● **Texto fornecido**
Entre as coisas que as doulas de fim de vida não fazem: administrar medicamentos, monitorar sinais vitais, tomar ou recomendar decisões médicas para o cliente, impor seus valores ou julgamentos aos clientes ou agir como terapeutas.
“Encontramos as pessoas onde elas estão – entramos de forma holística e as ajudamos a navegar nos estágios finais da vida”, explica Johnson. “Estamos ajudando as pessoas a enfrentar sua própria mortalidade com dignidade. Estamos promovendo a positividade da morte e diminuindo o estigma.”
Criando um final tranquilo
Onze meses antes de falecer, Jerry Creehan foi internado em um hospital e sua esposa Sue entrou em contato com Kirillin, que trabalhou com eles uma ou duas vezes por mês, durante uma hora, e depois com mais frequência à medida que sua condição se deteriorava.
No início, Kirillin os ajudava a falar sobre a aparência da morte e como Jerry poderia “assumir” sua morte. Às vezes, ela passava o tempo apenas com Jerry, outras vezes apenas com Sue e, às vezes, com os dois. À medida que Jerry ficava mais fraco, Kirillin o ajudava a criar rituais para fazer com seus entes queridos; ela conversava com Jerry sobre o que ele queria que fosse seu legado e o ajudava a escrever cartas para seus entes queridos.

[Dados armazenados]
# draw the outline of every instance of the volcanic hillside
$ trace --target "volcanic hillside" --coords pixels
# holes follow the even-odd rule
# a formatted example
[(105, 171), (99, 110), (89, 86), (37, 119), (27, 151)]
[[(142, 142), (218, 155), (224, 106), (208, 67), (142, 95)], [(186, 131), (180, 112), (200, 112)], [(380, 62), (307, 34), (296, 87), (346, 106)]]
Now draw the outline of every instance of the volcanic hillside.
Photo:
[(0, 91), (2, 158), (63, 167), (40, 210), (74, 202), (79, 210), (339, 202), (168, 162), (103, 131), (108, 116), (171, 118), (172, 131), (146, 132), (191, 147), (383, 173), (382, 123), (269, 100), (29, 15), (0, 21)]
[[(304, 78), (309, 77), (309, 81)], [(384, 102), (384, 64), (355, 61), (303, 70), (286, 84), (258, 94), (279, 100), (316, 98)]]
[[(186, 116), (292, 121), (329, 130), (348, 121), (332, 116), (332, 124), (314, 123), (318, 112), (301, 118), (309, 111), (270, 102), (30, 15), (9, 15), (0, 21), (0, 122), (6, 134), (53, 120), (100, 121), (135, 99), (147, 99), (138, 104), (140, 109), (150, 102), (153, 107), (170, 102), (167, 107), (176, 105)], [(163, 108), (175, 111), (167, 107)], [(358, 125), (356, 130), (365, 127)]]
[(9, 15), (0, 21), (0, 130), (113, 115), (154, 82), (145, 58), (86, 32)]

● **Trabalho pedido**
a. Transcreva do texto sobre doulas de fim de vida o trecho que vai de "Criando um final" até "condição se deteriorava.", inclusive.
b. Responda às perguntas abaixo com base no texto sobre doulas de fim de vida.
(i) Quantos meses antes de falecer Jerry Creehan foi internado em um hospital?
(ii) No início, com que frequência e por quanto tempo Kirillin trabalhava com Jerry e Sue?
(iii) Segundo Johnson, de que forma as doulas ajudam as pessoas a enfrentar sua própria mortalidade?
c. Estenda o texto sobre doulas de fim de vida, começando logo após a última frase apresentada.

● **Respostas dadas**
a.
Criando um final tranquilo
Onze meses antes de falecer, Jerry Creehan foi internado em um hospital e sua esposa Sue entrou em contato com Kirillin, que trabalhou com eles uma ou duas vezes por mês, durante uma hora, e depois com mais frequência à medida que sua condição se deteriorava.

b.
(i) Onze meses antes de falecer.
(ii) Uma ou duas vezes por mês, durante uma hora.
(iii) Com dignidade.

c.
Com a orientação de Kirillin, eles criaram um plano detalhado para seu funeral e ele designou pertences pessoais para serem entregues às pessoas que amava em sua última noite. Kirillin sugeriu que eles enviassem um e-mail aos amigos e familiares pedindo que compartilhassem lembranças e fotos do tempo que passaram com Jerry.
“Recebemos uma resposta maravilhosa e criamos um diário de legado”, lembra Sue, que tem três filhos adultos e seis netos com Jerry. “Eu o lia para ele, e era muito reconfortante saber que ele teve um impacto na vida das pessoas.”
Em sua última noite, em 2 de maio de 2022, sua respiração ficou muito difícil. Havia 19 pessoas no quarto, e alguém abriu uma garrafa premiada de vinho pinot noir para ser usada na comunhão com todos os presentes. Jerry era um educador de vinhos certificado, um fã de gastronomia, um ávido jogador de golfe, viajante e um cristão devoto, de acordo com sua esposa de 46 anos.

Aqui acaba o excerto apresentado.